=== PROBLEM DESCRIPTION ===
In the rows below, how many lines contain the string "surface"? Give only the number.
+++
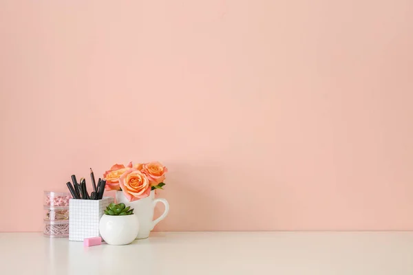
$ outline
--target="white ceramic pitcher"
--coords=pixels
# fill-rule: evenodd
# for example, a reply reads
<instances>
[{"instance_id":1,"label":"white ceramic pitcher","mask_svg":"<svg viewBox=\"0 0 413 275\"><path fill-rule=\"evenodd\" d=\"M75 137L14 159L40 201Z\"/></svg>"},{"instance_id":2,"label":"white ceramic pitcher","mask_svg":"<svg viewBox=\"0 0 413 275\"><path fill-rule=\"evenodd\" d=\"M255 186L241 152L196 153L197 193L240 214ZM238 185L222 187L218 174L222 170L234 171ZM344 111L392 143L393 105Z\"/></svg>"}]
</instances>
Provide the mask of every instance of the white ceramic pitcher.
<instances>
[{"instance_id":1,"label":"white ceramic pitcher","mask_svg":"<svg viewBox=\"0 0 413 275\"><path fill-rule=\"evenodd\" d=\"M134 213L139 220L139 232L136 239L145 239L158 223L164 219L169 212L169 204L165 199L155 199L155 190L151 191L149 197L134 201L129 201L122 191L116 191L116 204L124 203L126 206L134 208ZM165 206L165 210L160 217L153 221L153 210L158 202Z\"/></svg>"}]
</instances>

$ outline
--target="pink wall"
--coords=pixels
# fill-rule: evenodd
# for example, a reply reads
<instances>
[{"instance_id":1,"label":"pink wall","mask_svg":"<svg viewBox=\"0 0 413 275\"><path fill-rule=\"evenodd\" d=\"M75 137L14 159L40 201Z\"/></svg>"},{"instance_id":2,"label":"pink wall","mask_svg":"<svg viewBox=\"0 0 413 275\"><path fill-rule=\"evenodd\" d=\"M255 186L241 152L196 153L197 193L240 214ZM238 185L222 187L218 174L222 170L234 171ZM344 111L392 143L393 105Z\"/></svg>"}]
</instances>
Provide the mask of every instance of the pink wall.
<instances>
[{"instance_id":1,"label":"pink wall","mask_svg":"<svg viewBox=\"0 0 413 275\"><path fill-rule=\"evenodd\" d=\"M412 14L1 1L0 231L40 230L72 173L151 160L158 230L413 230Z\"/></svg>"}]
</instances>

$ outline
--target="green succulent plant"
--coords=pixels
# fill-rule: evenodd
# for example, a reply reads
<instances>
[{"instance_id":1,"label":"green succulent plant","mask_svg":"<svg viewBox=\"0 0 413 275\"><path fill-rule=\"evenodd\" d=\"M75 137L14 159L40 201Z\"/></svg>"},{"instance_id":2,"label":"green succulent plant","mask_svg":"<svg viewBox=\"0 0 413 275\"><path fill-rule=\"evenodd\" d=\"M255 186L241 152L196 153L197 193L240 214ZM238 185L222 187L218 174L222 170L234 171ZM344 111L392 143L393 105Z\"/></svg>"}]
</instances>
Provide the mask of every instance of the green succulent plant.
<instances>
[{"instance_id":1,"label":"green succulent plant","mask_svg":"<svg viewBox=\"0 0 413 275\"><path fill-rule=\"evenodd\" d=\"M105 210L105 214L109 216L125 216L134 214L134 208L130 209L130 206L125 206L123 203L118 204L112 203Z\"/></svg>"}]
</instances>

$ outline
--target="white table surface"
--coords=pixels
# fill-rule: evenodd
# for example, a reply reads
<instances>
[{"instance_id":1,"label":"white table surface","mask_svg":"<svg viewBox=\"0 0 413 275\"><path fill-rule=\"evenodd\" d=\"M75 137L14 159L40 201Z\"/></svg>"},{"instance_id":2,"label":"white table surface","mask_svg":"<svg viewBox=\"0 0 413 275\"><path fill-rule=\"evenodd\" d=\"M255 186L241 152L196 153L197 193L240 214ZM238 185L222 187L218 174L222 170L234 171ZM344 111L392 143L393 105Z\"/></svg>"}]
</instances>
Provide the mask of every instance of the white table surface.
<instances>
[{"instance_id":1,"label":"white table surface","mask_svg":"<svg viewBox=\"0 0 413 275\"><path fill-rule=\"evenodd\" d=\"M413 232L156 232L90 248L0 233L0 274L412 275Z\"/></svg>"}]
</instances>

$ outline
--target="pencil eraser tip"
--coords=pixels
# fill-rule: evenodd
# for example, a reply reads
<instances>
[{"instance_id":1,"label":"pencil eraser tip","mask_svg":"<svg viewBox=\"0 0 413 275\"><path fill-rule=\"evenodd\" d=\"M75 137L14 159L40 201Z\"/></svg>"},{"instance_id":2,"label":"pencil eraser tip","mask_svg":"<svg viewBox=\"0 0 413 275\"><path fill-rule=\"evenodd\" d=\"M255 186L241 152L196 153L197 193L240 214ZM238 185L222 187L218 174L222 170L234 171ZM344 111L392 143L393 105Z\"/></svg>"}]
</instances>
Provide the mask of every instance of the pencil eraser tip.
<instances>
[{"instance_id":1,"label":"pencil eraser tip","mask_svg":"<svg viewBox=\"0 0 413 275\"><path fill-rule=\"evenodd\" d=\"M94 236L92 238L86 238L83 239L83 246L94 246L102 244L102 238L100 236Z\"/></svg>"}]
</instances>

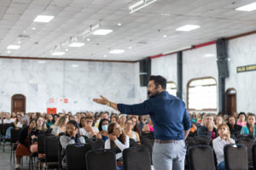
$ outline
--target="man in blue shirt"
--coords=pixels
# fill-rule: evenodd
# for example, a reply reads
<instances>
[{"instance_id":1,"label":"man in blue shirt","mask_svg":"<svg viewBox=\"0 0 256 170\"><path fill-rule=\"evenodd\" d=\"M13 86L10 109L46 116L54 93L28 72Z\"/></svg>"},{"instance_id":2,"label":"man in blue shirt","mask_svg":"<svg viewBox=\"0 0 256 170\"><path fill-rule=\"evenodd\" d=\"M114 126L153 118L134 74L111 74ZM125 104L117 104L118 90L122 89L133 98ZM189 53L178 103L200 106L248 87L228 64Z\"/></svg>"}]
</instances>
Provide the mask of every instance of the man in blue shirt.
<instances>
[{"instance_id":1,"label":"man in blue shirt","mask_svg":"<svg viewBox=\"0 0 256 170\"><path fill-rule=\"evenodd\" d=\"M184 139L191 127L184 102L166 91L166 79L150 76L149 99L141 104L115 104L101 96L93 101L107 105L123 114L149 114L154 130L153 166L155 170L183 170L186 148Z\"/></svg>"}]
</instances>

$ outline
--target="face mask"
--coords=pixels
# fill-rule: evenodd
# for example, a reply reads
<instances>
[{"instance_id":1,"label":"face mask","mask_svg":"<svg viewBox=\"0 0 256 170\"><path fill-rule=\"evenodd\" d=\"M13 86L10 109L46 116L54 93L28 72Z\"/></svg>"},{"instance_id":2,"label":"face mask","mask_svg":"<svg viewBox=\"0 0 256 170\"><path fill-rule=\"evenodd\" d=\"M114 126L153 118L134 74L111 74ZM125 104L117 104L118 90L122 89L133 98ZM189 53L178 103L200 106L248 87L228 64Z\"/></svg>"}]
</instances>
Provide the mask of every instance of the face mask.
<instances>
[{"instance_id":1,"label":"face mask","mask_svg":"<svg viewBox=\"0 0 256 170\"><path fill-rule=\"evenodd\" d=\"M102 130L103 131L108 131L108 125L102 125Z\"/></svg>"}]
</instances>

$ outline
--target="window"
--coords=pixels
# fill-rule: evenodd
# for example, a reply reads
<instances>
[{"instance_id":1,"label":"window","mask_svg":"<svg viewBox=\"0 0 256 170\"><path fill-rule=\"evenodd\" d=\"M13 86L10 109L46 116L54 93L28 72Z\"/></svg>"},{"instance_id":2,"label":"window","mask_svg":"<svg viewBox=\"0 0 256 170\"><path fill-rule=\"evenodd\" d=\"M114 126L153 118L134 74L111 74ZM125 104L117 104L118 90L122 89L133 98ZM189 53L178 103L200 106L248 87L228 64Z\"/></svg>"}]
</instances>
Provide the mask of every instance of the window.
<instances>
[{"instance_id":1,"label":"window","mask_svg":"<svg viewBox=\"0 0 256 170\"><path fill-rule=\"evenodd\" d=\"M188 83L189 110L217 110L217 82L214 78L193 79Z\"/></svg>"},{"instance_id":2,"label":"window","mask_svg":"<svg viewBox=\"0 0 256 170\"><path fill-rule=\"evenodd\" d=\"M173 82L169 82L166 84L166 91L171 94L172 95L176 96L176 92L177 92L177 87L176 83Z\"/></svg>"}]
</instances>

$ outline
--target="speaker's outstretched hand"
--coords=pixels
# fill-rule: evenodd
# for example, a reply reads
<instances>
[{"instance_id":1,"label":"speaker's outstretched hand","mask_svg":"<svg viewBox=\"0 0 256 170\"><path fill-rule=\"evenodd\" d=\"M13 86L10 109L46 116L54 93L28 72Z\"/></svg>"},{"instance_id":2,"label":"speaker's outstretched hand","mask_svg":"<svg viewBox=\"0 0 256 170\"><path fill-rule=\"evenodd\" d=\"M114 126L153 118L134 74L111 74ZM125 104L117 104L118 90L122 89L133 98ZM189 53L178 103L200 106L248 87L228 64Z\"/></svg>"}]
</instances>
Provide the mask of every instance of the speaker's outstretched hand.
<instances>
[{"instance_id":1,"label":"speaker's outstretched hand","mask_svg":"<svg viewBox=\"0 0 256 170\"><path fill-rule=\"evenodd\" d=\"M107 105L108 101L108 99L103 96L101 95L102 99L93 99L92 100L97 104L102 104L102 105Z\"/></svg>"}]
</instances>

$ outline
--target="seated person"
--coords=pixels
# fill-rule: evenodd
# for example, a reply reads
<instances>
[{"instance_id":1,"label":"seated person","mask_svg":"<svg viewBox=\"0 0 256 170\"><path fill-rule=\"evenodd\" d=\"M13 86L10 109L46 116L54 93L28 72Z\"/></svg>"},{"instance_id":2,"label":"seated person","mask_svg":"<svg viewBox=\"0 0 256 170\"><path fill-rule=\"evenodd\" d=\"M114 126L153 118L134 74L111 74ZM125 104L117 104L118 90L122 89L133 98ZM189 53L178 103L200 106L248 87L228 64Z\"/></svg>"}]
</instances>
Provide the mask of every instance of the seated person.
+++
=== TASK ANSWER ===
4